[Data excerpts]
== Segment start ==
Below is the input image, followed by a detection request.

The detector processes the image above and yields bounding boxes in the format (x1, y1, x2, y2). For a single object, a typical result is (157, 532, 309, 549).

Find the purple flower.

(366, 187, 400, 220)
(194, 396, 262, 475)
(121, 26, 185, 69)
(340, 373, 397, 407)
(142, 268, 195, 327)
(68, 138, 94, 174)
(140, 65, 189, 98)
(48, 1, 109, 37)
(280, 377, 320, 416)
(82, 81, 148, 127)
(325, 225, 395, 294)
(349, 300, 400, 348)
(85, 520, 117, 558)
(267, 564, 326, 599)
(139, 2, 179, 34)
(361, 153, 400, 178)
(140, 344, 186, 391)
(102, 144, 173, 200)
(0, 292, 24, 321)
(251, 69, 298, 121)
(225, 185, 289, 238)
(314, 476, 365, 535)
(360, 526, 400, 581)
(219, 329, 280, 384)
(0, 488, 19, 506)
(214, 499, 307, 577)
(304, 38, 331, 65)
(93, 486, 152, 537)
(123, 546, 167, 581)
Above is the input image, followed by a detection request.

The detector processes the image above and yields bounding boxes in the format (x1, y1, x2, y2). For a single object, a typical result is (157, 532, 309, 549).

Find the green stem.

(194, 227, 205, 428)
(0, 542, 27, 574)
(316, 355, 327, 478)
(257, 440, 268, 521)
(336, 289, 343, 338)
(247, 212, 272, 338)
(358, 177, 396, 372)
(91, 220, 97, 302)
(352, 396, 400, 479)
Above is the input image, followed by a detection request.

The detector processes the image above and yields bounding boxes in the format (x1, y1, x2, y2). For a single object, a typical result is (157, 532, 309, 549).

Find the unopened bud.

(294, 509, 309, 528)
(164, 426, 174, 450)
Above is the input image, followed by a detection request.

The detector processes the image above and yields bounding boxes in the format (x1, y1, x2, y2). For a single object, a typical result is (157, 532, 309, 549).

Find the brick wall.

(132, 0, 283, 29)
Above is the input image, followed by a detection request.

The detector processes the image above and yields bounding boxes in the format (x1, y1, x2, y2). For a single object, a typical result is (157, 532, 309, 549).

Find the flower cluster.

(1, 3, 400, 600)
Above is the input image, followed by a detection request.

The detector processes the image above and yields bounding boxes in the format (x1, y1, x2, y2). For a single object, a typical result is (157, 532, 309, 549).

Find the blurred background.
== Segment end ==
— Your task —
The data above is to be restated line for line, word for word.

— Problem solution —
Below is the input image, followed by a detection request.

The detector processes the image above and yields bounding boxes in the format (x1, y1, x2, y2). For a single object, a typical result is (157, 532, 309, 549).

Find the purple flower.

(366, 187, 400, 220)
(194, 396, 262, 475)
(121, 26, 185, 69)
(340, 373, 397, 407)
(142, 268, 195, 327)
(68, 138, 94, 174)
(140, 65, 189, 98)
(48, 1, 109, 37)
(280, 377, 320, 416)
(82, 81, 148, 127)
(325, 225, 395, 294)
(349, 300, 400, 348)
(85, 520, 117, 558)
(267, 564, 326, 599)
(139, 2, 179, 34)
(361, 153, 400, 178)
(140, 344, 186, 391)
(102, 144, 173, 200)
(0, 292, 24, 321)
(251, 69, 298, 121)
(225, 185, 289, 238)
(314, 476, 365, 535)
(360, 526, 400, 581)
(219, 329, 280, 384)
(0, 488, 19, 506)
(214, 499, 307, 577)
(304, 38, 331, 65)
(93, 486, 152, 537)
(123, 546, 167, 581)
Above is the input image, followed by a detection request.

The detector processes the image above and yields bounding boxes in the format (x1, y1, x2, y2). For a single object, a typical result is (157, 532, 309, 549).

Find the green stem.

(194, 227, 205, 428)
(0, 542, 27, 574)
(316, 355, 327, 478)
(257, 440, 268, 521)
(336, 289, 343, 338)
(247, 212, 272, 338)
(358, 177, 396, 372)
(91, 220, 97, 302)
(352, 396, 400, 479)
Above is the input image, followed by a detection request.

The detector processes the image above and yields bounding boxes in the format (x1, y1, x2, y2). For a single object, a typical result is (157, 532, 309, 549).

Find the unopened bud.

(294, 509, 309, 528)
(164, 426, 174, 450)
Above is the input image, followed by a detection request.

The detector processes the image above and yields bounding boxes in the format (x1, y1, x2, y2). For a single object, a typical result is (157, 532, 309, 549).

Find the brick wall.

(132, 0, 283, 29)
Above is the input image, followed by a detection request.

The detector processes the image above and yields bounding boxes in the format (x1, y1, x2, y2). For a single object, a typical result is (157, 532, 309, 549).

Find the flower cluster.

(1, 3, 400, 600)
Above is the input image, followed by a detection request.

The detector processes the image above and yields bounding boxes in the format (x1, y1, x2, y2). For a single object, a typical result is (157, 532, 309, 549).

Find the blurred background.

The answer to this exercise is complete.